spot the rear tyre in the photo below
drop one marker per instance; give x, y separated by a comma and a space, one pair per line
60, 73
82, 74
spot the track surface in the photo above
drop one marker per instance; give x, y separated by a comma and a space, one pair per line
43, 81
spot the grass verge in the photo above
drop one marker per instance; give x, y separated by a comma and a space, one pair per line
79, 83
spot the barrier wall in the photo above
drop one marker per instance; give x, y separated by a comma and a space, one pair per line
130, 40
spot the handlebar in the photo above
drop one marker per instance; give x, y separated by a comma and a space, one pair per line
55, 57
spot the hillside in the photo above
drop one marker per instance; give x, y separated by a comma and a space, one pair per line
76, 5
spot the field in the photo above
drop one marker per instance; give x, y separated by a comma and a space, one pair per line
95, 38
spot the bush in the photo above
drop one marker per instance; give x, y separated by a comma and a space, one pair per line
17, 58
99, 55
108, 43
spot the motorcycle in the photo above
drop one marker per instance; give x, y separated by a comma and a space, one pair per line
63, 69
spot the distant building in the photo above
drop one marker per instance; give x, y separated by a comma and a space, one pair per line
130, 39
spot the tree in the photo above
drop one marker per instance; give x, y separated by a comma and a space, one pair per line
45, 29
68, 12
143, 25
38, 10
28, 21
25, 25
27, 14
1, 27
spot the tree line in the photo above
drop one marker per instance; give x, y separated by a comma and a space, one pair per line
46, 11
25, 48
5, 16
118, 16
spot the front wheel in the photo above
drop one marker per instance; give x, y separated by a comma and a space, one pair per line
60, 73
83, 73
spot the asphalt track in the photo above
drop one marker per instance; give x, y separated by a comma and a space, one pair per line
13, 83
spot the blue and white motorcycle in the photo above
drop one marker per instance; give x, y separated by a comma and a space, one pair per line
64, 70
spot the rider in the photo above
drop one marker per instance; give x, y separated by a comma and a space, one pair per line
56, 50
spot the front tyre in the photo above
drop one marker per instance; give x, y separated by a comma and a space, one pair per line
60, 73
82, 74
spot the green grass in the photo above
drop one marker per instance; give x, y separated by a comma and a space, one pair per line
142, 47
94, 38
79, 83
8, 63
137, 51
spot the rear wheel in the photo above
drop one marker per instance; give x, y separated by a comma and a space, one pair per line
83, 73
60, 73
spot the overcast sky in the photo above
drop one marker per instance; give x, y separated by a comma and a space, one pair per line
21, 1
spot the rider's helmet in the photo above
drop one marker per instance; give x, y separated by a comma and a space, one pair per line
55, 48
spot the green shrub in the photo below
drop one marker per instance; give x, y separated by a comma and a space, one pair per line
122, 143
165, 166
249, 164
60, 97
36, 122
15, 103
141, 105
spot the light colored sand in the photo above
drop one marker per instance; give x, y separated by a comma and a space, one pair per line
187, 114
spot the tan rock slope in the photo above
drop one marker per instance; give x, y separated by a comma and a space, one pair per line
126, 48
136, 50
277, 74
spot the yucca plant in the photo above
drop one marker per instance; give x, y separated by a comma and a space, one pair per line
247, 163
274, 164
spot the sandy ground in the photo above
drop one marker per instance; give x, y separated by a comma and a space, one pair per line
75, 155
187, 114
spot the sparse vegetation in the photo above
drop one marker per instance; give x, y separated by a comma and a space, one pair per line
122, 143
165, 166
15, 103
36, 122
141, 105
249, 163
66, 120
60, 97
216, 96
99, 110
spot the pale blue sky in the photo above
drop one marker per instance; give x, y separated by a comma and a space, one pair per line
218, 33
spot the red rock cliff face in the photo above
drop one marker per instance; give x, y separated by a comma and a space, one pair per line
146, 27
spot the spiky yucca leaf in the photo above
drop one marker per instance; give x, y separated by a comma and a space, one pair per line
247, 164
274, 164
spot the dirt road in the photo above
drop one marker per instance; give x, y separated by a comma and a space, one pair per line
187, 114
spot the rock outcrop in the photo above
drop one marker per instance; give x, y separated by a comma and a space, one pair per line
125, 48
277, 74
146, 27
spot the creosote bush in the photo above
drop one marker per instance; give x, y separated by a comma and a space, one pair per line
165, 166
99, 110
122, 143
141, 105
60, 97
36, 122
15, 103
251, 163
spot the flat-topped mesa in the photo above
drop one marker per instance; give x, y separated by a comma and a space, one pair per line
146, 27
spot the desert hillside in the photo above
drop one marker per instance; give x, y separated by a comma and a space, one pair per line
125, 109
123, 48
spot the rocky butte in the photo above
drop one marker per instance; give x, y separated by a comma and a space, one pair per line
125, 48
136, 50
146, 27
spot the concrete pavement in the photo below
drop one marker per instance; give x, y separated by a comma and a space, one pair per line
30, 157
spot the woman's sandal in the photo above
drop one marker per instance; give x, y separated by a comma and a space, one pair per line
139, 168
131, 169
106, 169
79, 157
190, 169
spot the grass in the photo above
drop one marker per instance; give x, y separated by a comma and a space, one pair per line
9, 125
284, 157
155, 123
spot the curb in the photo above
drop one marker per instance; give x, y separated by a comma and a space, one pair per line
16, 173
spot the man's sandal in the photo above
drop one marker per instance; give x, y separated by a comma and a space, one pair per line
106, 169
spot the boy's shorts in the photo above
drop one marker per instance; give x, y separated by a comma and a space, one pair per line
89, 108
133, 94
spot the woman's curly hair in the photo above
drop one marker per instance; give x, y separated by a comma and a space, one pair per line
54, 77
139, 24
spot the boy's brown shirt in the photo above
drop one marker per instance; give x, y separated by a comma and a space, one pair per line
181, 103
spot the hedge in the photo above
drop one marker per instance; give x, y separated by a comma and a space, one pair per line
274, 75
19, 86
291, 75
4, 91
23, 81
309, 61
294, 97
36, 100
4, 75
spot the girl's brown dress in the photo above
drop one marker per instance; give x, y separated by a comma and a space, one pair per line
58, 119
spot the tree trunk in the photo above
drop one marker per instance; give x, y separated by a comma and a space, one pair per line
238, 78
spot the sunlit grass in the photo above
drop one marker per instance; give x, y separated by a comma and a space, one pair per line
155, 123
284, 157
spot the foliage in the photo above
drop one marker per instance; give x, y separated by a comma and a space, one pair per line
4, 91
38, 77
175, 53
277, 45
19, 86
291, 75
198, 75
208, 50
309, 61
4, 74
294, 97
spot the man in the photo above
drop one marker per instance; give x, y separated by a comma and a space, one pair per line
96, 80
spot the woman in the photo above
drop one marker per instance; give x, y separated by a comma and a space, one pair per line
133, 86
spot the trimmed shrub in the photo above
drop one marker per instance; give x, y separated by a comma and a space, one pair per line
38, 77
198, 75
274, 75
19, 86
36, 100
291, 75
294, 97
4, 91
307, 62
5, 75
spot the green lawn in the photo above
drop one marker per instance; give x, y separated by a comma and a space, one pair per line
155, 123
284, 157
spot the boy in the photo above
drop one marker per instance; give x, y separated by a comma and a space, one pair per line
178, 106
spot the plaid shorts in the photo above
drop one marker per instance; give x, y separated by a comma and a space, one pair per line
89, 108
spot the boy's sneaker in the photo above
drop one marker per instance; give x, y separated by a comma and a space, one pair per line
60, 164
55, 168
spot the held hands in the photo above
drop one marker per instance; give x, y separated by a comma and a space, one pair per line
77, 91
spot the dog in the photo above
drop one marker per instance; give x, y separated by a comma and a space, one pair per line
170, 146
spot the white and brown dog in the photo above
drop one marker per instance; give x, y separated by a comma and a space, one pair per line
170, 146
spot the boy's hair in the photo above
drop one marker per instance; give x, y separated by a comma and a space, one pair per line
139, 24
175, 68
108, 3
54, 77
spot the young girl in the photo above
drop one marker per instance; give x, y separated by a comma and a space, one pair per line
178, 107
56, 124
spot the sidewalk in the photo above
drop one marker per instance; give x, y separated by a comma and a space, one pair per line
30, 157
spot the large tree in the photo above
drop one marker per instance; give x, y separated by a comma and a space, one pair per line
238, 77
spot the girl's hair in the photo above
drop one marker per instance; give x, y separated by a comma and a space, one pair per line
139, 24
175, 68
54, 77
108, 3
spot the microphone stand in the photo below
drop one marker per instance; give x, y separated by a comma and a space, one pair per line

== Exercise instructions ==
Quote only the lines from the line containing "spot the plaid shorts in the photo above" through the end of the entries, keeping the first and the last.

== Answer to this task ==
spot the plaid shorts in the photo above
drop one marker per instance; give x, y separated by a comma and a space, one pair per line
89, 108
spot the boy's sneaker in the photo above
drop one marker per instance; give x, y separated by a comma and a space, one pair per line
60, 164
55, 168
spot the held hands in the photo above
drop one marker per instance; give x, y separated by a comma and a space, one pair per line
77, 91
spot the dog in the photo above
drop one marker per instance; give x, y separated by a comma and a space, one pair per line
170, 146
spot the white and brown dog in the photo above
drop one marker per instance; give x, y separated by a comma and a space, one pair per line
170, 146
spot the boy's hair in the photo above
drop one marker per instance; give x, y separated by a comma and a space, one pair per line
139, 24
175, 68
108, 3
54, 77
spot the young girl in the photo above
drop one marker per instance; give x, y separated by a comma and a space, one pair per line
178, 107
56, 124
spot the sidewalk in the photo above
drop one marker per instance; give x, y separated by a comma and a space, one pair per line
30, 157
spot the large tree in the photo above
drop one marker per instance; give x, y separated by a comma and a space, one pair per line
238, 77
spot the girl's hair in the photo above
drop one marker per instance; give x, y separated by a comma and a space, one pair per line
139, 24
175, 68
54, 77
108, 3
spot the microphone stand in the photo below
drop one marker per instance; give x, y separated by a comma and a space, one pair per line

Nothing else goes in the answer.